Exercise brief: What's needed: every entry, printed exactly, minus the images.

Referring expression pointing data:
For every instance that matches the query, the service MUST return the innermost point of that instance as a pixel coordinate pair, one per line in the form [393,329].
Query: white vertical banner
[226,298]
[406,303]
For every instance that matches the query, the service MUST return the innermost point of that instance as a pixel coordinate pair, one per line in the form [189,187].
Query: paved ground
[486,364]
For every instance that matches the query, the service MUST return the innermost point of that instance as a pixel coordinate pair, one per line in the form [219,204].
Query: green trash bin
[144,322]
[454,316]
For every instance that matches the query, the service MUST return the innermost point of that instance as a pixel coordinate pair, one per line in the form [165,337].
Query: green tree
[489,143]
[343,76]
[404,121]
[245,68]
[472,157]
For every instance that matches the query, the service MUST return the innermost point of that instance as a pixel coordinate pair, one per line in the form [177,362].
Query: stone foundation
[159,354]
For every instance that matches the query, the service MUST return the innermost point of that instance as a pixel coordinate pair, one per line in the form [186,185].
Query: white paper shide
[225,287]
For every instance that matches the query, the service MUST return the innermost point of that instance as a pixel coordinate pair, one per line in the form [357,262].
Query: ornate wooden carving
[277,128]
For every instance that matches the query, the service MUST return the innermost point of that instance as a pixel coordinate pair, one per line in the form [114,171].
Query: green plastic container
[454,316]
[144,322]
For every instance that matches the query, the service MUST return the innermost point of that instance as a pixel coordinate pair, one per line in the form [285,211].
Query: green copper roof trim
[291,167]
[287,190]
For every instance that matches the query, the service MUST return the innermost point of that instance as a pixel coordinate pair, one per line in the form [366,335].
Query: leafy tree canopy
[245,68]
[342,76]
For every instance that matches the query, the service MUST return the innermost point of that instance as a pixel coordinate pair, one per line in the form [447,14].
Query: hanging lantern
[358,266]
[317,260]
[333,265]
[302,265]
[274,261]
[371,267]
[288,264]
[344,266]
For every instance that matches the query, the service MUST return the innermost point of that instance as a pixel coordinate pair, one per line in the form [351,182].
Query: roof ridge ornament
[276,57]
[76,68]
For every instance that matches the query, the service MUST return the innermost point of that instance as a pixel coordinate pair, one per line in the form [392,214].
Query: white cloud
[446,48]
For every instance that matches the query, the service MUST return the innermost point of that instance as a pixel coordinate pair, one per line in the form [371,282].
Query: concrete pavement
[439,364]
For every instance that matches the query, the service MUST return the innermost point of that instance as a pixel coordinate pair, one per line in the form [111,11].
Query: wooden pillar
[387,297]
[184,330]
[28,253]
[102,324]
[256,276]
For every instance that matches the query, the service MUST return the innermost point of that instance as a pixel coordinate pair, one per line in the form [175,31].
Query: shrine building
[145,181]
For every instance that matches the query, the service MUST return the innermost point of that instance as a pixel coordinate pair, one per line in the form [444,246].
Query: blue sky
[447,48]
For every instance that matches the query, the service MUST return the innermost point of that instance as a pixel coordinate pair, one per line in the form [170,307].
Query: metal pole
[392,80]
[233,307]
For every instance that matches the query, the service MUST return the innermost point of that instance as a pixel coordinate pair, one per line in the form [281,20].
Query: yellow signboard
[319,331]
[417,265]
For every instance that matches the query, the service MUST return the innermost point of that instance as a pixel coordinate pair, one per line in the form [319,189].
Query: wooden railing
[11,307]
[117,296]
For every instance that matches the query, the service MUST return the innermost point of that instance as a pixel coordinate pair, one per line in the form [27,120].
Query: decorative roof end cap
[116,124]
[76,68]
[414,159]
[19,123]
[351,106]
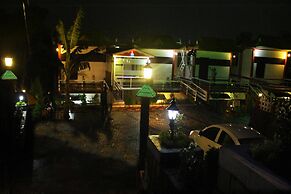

Result of the exercise:
For every instance that matches the query, the service MUST return the innermost point of that instance as a pixel coordinate pair, one per line in the form [393,329].
Query: white vertical banner
[226,298]
[406,303]
For every instance that matches the query, the service MUST return the innermost point of that instance as a pixel coordinate pair, one per line in the form [189,187].
Query: paved ground
[486,364]
For every instance that matches the query, the service MUST return the innermost point of that instance as a pixel coordinate pair, one per line in the form [219,204].
Query: green trash bin
[144,322]
[454,316]
For every instance that matches the query, the service MUST return the innermost point of that instance as a pixel coordinate pair, one per line in the form [165,337].
Query: green tree
[489,143]
[343,76]
[404,121]
[245,68]
[472,157]
For every instance that matches the query, the service MUST return the innermost point of that instance as a pixel coordinate pair, one per line in the form [177,362].
Query: stone foundation
[159,354]
For every instance that matches the query, the service MUST return the innermost point of that instance as a pixel coordinate pair, one per line in the form [186,185].
Query: white paper shide
[225,287]
For every instance that matches the query, the service MUST return the innermost point of that instance as a pixel coordinate pair, one per line in the form [357,262].
Query: ornate wooden carving
[277,128]
For every instance that matches the query, the service MUST return the innermost point of that instance as a pixel coordinate pair, one per line in the form [114,171].
Query: green plastic container
[454,316]
[144,322]
For every instance that matches the query, the service MUST return the innermost point of that instance as a pixel coordinate pair, one per line in the form [285,211].
Query: green copper roof trim
[291,167]
[287,190]
For every instance that matches the query, the service MUST return the innermost point of that instance as a pixel coordinate pair, one per line in the form [366,335].
Query: leafy tree canopy
[245,68]
[342,76]
For every instance that matches the query, the service MUST return the innermost point of that instance as a pixel coordinate pair, one per line in the form [447,14].
Query: hanging lantern
[358,266]
[317,260]
[333,265]
[302,265]
[274,261]
[371,267]
[288,264]
[344,266]
For every instance that matches the query, the service MUST return the innermost point of that instance as a pixel coordinate pair, one per line in the form [351,182].
Query: roof ridge ornament
[276,57]
[76,68]
For every instance that matches the query, the service MUST return the innermost point of that instance as a pixel coordinate pair, one per line in the form [392,214].
Query: white cloud
[446,48]
For every instance that matches the query, the service MUST return the innermost point of that instance as a pixel coordinate pair, one per line in the form [371,282].
Query: concrete pavement
[439,364]
For every instance that matches the query, the service MUST return the innermost point of that instance as a pixel coordinate pair, one per line in the form [111,11].
Query: wooden pillar
[387,297]
[184,330]
[28,253]
[102,324]
[256,276]
For every instance that matches the query, the service MUST return the innermost point of that instance as a pixel coordinate pair, one per line in the form [175,31].
Query: shrine building
[145,181]
For every instance that matches the query, the service MUST return the innermost point of that instance as a pixel coordinate pair, one per line in the form [444,246].
Query: blue sky
[447,48]
For every instance that matches the query, the service MUST return the innermost point of that instance as a pixel coordinate pair, one per line in the form [170,307].
Query: metal pole
[392,80]
[233,307]
For every instance that matches the query, the service MUST return the innermost point of that instance as a pixel coordinate pair, one per line in the form [281,20].
Query: yellow signboard
[319,331]
[417,265]
For every instance that matches the query, the service MUST return the innermost point of that instance as a pixel coordinate pair, one per line in the form [319,189].
Query: wooden railing
[11,307]
[117,296]
For every instance that matches the query, the service MUST return the innermost point of that instance as a pixel coordinate pair, one per line in the form [27,120].
Query: decorative roof end cap
[116,124]
[76,68]
[414,159]
[19,123]
[351,106]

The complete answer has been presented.